### CONSIGNE
Répondez à ces questions sur le texte consacré à la stagflation.
1. Quels trois phénomènes définissent la stagflation ?
2. Qui a exhorté le pays à « être inventif », et à quelle saison ?
3. Comment se nomme la période que le texte juge plus probable sur les 12 prochains mois ?

Dans un an, nous nous prendrons peut-être à rêver de stagflation. L’épouvantail des années 1970 fera alors office de rêve inatteignable…
La seule évocation de son nom fait frémir. La stagflation, période durant laquelle la production stagne, l’inflation est forte et le chômage repart à la hausse, fait figure d’épouvantail économique.
Parce qu’elle est terrible pour les particuliers comme les entreprises, parce qu’elle contraint les budgets des Etats, et surtout parce que les théories économiques classiques n’ont pas de solution pour en sortir, la stagflation est souvent considérée comme la pire chose qui puisse arriver à une économie mature.
Depuis quelques mois, elle revient dans le discours politico-médiatique. Au printemps, Bruno le Maire a rappelé les similitudes de la période que nous traversons avec le choc pétrolier des années 1970. Il a exhorté le pays à « être inventif » pour éviter de sombrer dans la stagflation. Au début de l’été, la Banque Mondiale s’est à son tour émue du risque de « stagflation [dont] la douleur pourrait persister pendant plusieurs années ».
Ces dernières semaines, la presse généraliste s’est à son tour emparée du sujet. Les Echos, L’Express, Le Point, Le Figaro ont tour à tour titré sur la menace.
Bref, tout le monde joue à se faire peur avec le risque de stagflation.
Evolution du nombre de requêtes sur le mot « stagflation » dans Google. Le grand public s’inquiète désormais de nous voir plonger dans ce marécage économique, plus qu’au cœur de la crise des subprime. Infographie : Google trends
Pourtant, selon les indicateurs dont nous disposons, entrer en stagflation sur les 12 prochains mois n’est pas le scénario le plus plausible.
Il est bien plus probable que nous connaitrons une période économique encore moins favorable : la slumpflation, durant laquelle l’économie se contracte franchement et l’inflation fait rage.
Quand 2022 fait passer 1973 pour le paradis
Il y a un demi-siècle, les économistes s’étaient étonnés de voir qu’une société pouvait à la fois connaître une forte inflation des prix et un chômage de masse. Cela entrait en contradiction avec la courbe de Phillips, une théorie en vogue dans les années 1960, basée sur des principes statistiques contestables – et largement démentie depuis.
Etonnamment, nos hommes politiques et banquiers centraux font encore mine de croire à un lien fort entre chômage et inflation. C’est cette croyance erronée qui a justifié les politiques monétaires en place depuis quinze ans.
Que nos dirigeants s’entêtent à utiliser des modèles démentis depuis 50 ans en dit long sur le niveau de connaissances économiques de nos élites… mais ce n’est finalement qu’une partie du problème.
Car, en réalité, l’inflation que nous subissons depuis un an n’a pas grand-chose à voir avec celle des années 1970.

### DONNÉES FOURNIES
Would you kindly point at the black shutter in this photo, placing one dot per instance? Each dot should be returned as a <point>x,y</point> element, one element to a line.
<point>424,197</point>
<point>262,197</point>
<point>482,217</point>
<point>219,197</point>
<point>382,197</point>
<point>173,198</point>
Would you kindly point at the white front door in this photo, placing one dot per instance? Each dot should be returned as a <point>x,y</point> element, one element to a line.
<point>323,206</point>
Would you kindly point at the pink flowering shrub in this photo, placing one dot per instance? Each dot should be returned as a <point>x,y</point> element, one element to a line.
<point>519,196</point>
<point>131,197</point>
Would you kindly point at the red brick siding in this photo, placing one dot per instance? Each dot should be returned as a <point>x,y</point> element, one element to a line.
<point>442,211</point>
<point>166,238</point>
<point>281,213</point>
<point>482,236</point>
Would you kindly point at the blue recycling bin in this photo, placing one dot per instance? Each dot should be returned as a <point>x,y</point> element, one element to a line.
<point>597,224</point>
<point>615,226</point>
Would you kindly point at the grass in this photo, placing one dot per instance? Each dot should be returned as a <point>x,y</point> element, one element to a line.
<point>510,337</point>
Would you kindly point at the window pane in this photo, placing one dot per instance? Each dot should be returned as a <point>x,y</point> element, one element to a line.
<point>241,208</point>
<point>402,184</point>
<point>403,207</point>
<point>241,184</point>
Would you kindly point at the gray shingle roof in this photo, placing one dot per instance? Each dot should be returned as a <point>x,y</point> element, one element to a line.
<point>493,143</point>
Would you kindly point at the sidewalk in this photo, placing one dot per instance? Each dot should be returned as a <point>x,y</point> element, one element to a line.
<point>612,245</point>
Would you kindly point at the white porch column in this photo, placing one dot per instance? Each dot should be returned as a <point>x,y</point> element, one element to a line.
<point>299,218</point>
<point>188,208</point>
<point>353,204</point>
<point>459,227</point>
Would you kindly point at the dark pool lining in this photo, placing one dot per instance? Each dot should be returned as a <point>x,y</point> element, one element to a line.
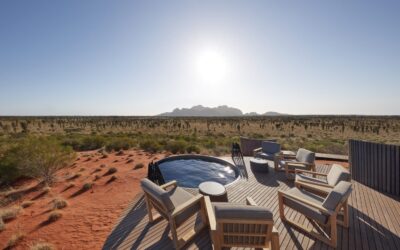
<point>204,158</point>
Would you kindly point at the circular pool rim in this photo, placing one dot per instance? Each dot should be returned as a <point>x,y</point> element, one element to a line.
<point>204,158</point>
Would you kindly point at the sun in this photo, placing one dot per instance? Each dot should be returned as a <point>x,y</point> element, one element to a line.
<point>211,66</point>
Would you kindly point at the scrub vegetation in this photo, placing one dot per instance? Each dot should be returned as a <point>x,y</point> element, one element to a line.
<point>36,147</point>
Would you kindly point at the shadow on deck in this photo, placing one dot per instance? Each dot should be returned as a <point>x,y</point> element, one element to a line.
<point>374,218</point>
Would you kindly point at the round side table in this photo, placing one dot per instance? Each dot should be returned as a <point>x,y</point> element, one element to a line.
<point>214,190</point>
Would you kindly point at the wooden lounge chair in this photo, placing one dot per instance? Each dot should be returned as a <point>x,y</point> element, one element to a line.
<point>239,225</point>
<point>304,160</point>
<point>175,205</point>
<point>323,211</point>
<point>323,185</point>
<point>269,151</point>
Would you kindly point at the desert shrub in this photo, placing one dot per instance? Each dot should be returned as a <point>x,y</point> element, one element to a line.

### CORRIGÉ COMPLET
1. La production stagne, l'inflation est forte et le chômage repart à la hausse.
2. Bruno le Maire, au printemps.
3. La slumpflation, période durant laquelle l'économie se contracte franchement et l'inflation fait rage.